**** PROVIDED PASSAGE ****

The federal government continues to boost community economy in Canada by building a multi-billion-dollar funding plan aimed at helping develop infrastructure across the country. The 10-year plan provides provinces, territories and municipalities with new funding for investments such as public transit, social infrastructure and green infrastructure.
But with big funding come big responsibilities…and risks. In addition, implementing a large capital project or program can put a strain on resources. Receiving the capital to support infrastructure is only the first step of a complex process. In order to succeed, it’s important to put in place a strategy that goes from preparing and planning, including the application for funding, to procuring and executing—a plan that addresses every part of the project’s life cycle.
Is it the right infrastructure investment? What are the risks associated with the project? What are the financial and social benefits? What are the skills and resources needed? How to control costs and schedule? How to meet value expectations?
Johanne Mullen, Partner, PwC Canada
Engaging in an infrastructure project without having the expertise or proper processes in place could cause money to be wasted—a situation that would not only force organizations to go over budget, but could also damage their reputation, lead to media scrutiny and, ultimately, jeopardize an entire project.

**** EXTRACTED INFORMATION ****

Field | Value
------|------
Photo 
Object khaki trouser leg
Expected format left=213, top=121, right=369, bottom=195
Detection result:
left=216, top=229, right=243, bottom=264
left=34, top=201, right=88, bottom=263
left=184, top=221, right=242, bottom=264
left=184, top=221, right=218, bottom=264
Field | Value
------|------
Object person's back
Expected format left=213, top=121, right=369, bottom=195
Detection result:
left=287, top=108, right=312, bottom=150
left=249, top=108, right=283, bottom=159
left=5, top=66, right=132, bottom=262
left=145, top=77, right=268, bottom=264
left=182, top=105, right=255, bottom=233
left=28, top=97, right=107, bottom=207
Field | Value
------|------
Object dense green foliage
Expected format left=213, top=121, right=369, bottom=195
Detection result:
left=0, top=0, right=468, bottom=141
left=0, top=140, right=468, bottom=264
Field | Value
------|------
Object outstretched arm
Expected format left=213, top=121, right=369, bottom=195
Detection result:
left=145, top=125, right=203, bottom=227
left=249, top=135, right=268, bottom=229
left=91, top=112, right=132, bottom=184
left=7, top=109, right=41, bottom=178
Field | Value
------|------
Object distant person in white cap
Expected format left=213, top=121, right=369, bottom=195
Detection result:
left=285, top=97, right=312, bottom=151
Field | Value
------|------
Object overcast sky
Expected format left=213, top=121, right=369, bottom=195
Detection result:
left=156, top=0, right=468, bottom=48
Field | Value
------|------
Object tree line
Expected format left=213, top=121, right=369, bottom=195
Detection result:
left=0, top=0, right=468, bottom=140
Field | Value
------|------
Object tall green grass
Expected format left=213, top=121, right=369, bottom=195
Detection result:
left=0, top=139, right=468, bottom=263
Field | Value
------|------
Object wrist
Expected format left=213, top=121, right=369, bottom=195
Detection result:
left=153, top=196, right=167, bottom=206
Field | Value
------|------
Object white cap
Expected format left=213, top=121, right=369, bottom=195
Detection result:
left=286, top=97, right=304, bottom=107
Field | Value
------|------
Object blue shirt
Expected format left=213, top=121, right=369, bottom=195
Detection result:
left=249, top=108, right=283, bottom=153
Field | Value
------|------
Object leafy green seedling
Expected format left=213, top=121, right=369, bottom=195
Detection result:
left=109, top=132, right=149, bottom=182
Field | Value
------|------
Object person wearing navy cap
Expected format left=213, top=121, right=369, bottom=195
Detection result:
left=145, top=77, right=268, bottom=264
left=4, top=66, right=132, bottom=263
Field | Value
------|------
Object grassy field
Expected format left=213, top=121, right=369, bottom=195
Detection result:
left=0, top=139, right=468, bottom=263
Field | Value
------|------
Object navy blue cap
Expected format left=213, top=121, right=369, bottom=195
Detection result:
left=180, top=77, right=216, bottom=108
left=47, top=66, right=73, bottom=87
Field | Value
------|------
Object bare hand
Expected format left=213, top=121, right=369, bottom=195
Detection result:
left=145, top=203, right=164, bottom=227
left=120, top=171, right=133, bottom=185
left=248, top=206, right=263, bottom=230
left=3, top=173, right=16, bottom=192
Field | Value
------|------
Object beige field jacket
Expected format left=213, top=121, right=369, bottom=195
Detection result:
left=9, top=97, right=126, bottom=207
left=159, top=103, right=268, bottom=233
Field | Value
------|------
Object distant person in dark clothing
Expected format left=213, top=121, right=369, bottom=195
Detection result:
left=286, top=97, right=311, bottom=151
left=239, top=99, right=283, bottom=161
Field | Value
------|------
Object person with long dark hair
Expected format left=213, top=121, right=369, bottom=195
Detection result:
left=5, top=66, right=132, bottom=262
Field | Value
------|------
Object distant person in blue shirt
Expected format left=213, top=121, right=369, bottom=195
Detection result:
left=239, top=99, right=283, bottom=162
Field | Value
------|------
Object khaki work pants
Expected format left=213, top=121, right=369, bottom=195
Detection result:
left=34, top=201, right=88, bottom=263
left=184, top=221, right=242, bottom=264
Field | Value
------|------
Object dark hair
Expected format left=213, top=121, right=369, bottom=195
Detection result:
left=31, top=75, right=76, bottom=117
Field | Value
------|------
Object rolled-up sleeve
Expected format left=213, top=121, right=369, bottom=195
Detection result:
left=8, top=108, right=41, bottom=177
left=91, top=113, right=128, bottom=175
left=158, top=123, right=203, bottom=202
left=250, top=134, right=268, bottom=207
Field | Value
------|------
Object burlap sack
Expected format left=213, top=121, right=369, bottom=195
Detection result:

****

> [WORK INSTRUCTIONS]
a - Repeat word for word the part of the infrastructure funding passage that opens with the words containing "The federal government" and closes with "and green infrastructure.".
b - Write the next part of the passage on Canadian infrastructure funding, picking up after its final sentence.
The records were taken from a separate source.

> [RESULTS FOR EACH TASK]
a -
The federal government continues to boost community economy in Canada by building a multi-billion-dollar funding plan aimed at helping develop infrastructure across the country. The 10-year plan provides provinces, territories and municipalities with new funding for investments such as public transit, social infrastructure and green infrastructure.

b -
Having big amounts of capital can be a challenge, but addressing those challenges with a project control framework allows organizations to better prioritize, manage and budget each infrastructure development. Municipalities need to make sure money is being used in the best way possible, gathering the resources, special skills and capabilities necessary to be effective, while staying in constant communication with stakeholders to avoid surprises throughout the process.
Understanding all the stages of a major capital project—and its investment life cycle—will give organizations the ability to put together a successful plan for building a strong and sustainable infrastructure now and in the years to come.
Our strategic journey consists of three main offerings that work together and provide a complete set of services across the life cycle of a project. Whether it's identifying the right project, justifying the capital investment, providing risk assurance or making sure the processes are being executed to standard, this journey is imperative when developing an ideal infrastructure funding plan.
How can you identify projects suitable for receiving funding from provincial and federal levels?
This area focuses on the upfront and early phases of the cycle. Before receiving any infrastructure capital, provinces and municipalities need to have a robust plan that justifies the capital project. Developing the appropriate business cases for investment decision approvals, while expanding partnerships among the public sector, will help build a strong foundation for a winning case.
Using the right tools to analyze and prioritize different capital investment opportunities will ensure the funding gets approved with as much capital as possible. This initial assessment becomes key once the project is approved, as it helps prepare organizations to maximize their resources and capabilities when it comes to executing the project.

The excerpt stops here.